_TASK TO COMPLETE_:
Output all lines exactly.
------------------------------------
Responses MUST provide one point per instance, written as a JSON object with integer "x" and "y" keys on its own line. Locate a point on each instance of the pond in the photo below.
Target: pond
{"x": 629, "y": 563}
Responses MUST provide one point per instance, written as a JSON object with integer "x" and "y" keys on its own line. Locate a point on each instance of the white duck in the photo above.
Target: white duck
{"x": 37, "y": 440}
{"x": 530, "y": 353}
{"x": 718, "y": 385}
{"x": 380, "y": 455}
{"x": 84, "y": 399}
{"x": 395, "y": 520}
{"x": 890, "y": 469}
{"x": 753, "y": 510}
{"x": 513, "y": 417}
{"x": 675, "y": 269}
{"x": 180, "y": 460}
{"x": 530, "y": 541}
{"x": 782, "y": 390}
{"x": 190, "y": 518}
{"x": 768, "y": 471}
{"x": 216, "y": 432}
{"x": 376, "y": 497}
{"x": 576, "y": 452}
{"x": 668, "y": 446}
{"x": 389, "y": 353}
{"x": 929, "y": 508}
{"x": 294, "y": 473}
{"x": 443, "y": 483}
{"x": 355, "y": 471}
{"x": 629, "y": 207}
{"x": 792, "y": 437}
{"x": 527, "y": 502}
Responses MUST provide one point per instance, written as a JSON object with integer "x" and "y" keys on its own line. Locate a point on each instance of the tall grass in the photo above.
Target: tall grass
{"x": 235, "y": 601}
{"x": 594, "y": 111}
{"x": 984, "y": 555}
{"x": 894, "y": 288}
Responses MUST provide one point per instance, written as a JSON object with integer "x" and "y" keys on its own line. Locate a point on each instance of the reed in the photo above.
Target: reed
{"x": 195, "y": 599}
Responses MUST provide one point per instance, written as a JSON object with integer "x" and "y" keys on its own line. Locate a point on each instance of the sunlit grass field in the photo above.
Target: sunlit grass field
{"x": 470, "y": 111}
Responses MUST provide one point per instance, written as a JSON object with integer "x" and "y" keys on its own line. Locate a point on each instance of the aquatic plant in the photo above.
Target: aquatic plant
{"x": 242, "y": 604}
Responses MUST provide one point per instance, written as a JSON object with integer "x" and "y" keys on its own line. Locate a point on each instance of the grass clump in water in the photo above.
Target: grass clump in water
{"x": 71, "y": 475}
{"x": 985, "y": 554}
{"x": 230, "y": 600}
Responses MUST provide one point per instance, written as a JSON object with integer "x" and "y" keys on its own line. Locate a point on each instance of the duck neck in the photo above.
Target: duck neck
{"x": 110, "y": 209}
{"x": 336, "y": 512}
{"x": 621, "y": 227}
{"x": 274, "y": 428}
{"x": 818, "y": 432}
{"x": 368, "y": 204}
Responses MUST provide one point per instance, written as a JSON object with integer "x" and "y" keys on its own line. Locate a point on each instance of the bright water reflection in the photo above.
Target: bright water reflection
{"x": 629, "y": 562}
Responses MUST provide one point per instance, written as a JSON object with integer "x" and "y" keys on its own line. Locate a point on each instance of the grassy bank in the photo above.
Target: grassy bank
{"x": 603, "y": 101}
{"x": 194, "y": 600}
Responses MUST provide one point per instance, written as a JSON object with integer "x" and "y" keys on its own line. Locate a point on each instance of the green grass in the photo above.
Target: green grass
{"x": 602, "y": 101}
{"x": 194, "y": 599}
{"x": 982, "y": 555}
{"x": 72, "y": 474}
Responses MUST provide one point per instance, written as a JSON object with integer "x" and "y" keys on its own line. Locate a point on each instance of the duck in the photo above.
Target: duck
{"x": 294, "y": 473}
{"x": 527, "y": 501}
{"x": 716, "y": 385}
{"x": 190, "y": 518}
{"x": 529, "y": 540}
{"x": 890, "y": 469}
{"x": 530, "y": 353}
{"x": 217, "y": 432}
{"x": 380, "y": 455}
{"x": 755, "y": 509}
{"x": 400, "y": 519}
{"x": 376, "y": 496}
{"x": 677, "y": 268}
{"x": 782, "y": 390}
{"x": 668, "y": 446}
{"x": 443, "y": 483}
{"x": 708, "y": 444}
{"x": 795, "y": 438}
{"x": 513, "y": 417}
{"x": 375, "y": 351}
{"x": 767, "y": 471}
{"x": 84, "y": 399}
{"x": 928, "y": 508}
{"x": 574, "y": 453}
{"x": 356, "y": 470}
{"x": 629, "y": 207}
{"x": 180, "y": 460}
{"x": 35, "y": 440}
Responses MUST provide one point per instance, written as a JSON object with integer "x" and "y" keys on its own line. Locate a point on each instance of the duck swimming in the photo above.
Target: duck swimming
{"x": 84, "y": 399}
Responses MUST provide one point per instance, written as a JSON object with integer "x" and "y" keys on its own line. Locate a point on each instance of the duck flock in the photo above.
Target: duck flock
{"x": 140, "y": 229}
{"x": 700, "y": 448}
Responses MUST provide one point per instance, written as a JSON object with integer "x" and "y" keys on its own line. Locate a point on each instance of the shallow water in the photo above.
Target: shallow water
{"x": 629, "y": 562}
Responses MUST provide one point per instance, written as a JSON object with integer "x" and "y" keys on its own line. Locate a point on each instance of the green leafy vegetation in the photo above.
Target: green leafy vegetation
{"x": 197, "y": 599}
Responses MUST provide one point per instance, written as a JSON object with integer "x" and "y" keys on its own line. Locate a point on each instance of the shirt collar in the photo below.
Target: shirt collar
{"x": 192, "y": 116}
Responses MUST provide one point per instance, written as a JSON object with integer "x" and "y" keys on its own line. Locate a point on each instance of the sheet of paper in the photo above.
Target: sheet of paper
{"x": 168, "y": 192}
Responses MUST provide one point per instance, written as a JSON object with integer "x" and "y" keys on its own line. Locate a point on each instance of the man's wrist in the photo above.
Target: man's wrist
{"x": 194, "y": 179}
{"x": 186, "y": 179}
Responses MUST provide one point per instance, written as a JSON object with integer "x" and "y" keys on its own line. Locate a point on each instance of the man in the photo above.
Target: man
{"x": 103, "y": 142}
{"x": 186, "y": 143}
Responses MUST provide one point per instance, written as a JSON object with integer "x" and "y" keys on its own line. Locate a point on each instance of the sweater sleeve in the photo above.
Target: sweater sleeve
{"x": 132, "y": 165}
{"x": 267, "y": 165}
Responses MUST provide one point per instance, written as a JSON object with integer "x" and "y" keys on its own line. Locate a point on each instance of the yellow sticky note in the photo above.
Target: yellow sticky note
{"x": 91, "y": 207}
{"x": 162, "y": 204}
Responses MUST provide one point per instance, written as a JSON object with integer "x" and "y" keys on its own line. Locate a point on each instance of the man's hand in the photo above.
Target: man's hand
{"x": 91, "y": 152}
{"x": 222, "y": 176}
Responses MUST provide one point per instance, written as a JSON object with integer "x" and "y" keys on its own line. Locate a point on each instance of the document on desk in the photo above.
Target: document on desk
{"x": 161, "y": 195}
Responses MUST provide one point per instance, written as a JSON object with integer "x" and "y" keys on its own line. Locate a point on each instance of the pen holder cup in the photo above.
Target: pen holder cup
------------------------------------
_REPLY TO THE EXERCISE_:
Responses MUST provide one point per instance, written as a JSON object with integer "x" and "y" keys on its own line. Locate a point on each instance of the pond in the photo below.
Target: pond
{"x": 629, "y": 563}
Responses MUST provide one point per instance, written as a JSON object with integer "x" and "y" keys on its own line. Locate a point on each instance of the white duck in the photo above.
Target: white duck
{"x": 37, "y": 440}
{"x": 530, "y": 353}
{"x": 718, "y": 385}
{"x": 380, "y": 455}
{"x": 84, "y": 399}
{"x": 395, "y": 520}
{"x": 890, "y": 469}
{"x": 753, "y": 510}
{"x": 513, "y": 417}
{"x": 675, "y": 269}
{"x": 180, "y": 460}
{"x": 530, "y": 541}
{"x": 782, "y": 390}
{"x": 190, "y": 518}
{"x": 768, "y": 471}
{"x": 216, "y": 432}
{"x": 376, "y": 497}
{"x": 576, "y": 452}
{"x": 668, "y": 446}
{"x": 389, "y": 353}
{"x": 929, "y": 508}
{"x": 294, "y": 473}
{"x": 443, "y": 483}
{"x": 355, "y": 471}
{"x": 629, "y": 207}
{"x": 792, "y": 437}
{"x": 527, "y": 502}
Responses MUST provide one point per instance, written as a JSON object with integer "x" and "y" keys on its own line. Locate a point on each instance of the tall grass in the photo above.
Target: tall grass
{"x": 235, "y": 601}
{"x": 594, "y": 111}
{"x": 984, "y": 555}
{"x": 894, "y": 288}
Responses MUST provide one point per instance, written as a JSON object with integer "x" and "y" keys on its own line. Locate a point on each instance of the reed in the photo above.
Target: reed
{"x": 195, "y": 599}
Responses MUST provide one point per instance, written as a JSON object with integer "x" and "y" keys on its own line. Locate a point on each instance of the sunlit grass field in the photo above.
Target: sunlit grass field
{"x": 470, "y": 111}
Responses MUST provide one point per instance, written as a JSON object with integer "x" and "y" keys on its own line. Locate a point on each instance of the aquatic plant in the photo above.
Target: aquatic plant
{"x": 242, "y": 604}
Responses MUST provide one point per instance, written as a JSON object with integer "x" and "y" keys on its own line. Locate a point on each instance of the grass clump in water in the photo above.
Target: grass clump in water
{"x": 71, "y": 475}
{"x": 985, "y": 554}
{"x": 230, "y": 600}
Responses MUST provide one point per instance, written as a JSON object with integer "x" and "y" keys on its own line. Locate a point on each instance of the duck neck in the photo above.
Target: duck neck
{"x": 110, "y": 209}
{"x": 336, "y": 512}
{"x": 621, "y": 227}
{"x": 274, "y": 428}
{"x": 818, "y": 432}
{"x": 368, "y": 204}
Responses MUST provide one point per instance, written as a JSON object with integer "x" and "y" keys on its own line. Locate a point on each instance of the bright water reflection in the photo above.
Target: bright water reflection
{"x": 629, "y": 562}
Responses MUST provide one point per instance, written as a JSON object with integer "x" and "y" keys on its own line. Locate a point on each instance of the grassy bank in the photo above.
Target: grassy bank
{"x": 603, "y": 101}
{"x": 194, "y": 600}
Responses MUST provide one point per instance, written as a JSON object with integer "x" and "y" keys on its own line. Locate a point on each instance of the green grass in the photo above.
Target: green grass
{"x": 602, "y": 101}
{"x": 194, "y": 599}
{"x": 982, "y": 555}
{"x": 72, "y": 474}
Responses MUST provide one point per instance, written as a JSON object with integer "x" and "y" keys on its own line. Locate a point on each instance of the duck in the photo above.
Target: duck
{"x": 294, "y": 473}
{"x": 527, "y": 501}
{"x": 716, "y": 385}
{"x": 190, "y": 518}
{"x": 529, "y": 540}
{"x": 890, "y": 469}
{"x": 530, "y": 353}
{"x": 217, "y": 432}
{"x": 380, "y": 455}
{"x": 755, "y": 509}
{"x": 400, "y": 519}
{"x": 376, "y": 496}
{"x": 677, "y": 268}
{"x": 782, "y": 390}
{"x": 668, "y": 446}
{"x": 443, "y": 483}
{"x": 708, "y": 444}
{"x": 795, "y": 438}
{"x": 513, "y": 417}
{"x": 375, "y": 351}
{"x": 767, "y": 471}
{"x": 84, "y": 399}
{"x": 928, "y": 508}
{"x": 574, "y": 453}
{"x": 356, "y": 470}
{"x": 629, "y": 207}
{"x": 180, "y": 460}
{"x": 35, "y": 440}
Responses MUST provide one point per instance, written as a JSON object with integer "x" and "y" keys on its own line. Locate a point on each instance of the duck swimming in the photo above.
Target: duck swimming
{"x": 84, "y": 399}
Responses MUST provide one point per instance, written as a JSON object with integer "x" and "y" keys on its own line. Locate a point on each instance of the duck flock in the photo above.
Target: duck flock
{"x": 140, "y": 229}
{"x": 700, "y": 448}
Responses MUST provide one point per instance, written as a JSON object with integer "x" and "y" keys on its own line. Locate a point on each instance of the shallow water in the photo above.
Target: shallow water
{"x": 629, "y": 562}
Responses MUST provide one point per instance, written as a JSON object with integer "x" and "y" keys on its own line. Locate a point on each instance of the green leafy vegetation in the photo above.
Target: green leafy vegetation
{"x": 197, "y": 599}
Responses MUST provide one point per instance, written as a JSON object with integer "x" and "y" keys on its own line. Locate a point on each instance of the shirt collar in the photo below.
Target: shirt collar
{"x": 192, "y": 116}
Responses MUST provide one point per instance, written as a JSON object with integer "x" and "y" keys on its own line. Locate a point on each instance of the sheet of paper in the photo above.
Target: sheet of paper
{"x": 168, "y": 192}
Responses MUST provide one point per instance, written as a JSON object with integer "x" and "y" keys on its own line. Locate a point on each instance of the man's wrist in the photo above.
Target: man's wrist
{"x": 194, "y": 179}
{"x": 186, "y": 179}
Responses MUST provide one point per instance, written as a JSON object with integer "x" and "y" keys on its own line. Locate a point on each instance of the man in the photo above.
Target: man
{"x": 103, "y": 142}
{"x": 186, "y": 143}
Responses MUST provide one point per instance, written as a JSON object with integer "x" and "y" keys on its own line. Locate a point on each instance of the sweater sleeve in the photo above.
Target: sweater sleeve
{"x": 132, "y": 165}
{"x": 267, "y": 165}
Responses MUST provide one point per instance, written as a JSON object with integer "x" and "y" keys on its own line. Locate a point on each instance of the yellow sticky note in the photo above.
Target: yellow sticky note
{"x": 91, "y": 207}
{"x": 162, "y": 204}
Responses MUST provide one point per instance, written as a JSON object with integer "x" and "y" keys on its own line. Locate a point on each instance of the man's hand in the photo above.
Target: man's hand
{"x": 91, "y": 152}
{"x": 222, "y": 176}
Responses MUST provide one point per instance, written as a JSON object with integer "x" and "y" keys on its own line. Locate a point on each instance of the document on desk in the photo above.
Target: document on desk
{"x": 161, "y": 195}
Responses MUST provide one point per instance, written as a JSON object with integer "x" and "y" keys on its own line. Locate a point on each instance of the pen holder cup in the photo above.
Target: pen holder cup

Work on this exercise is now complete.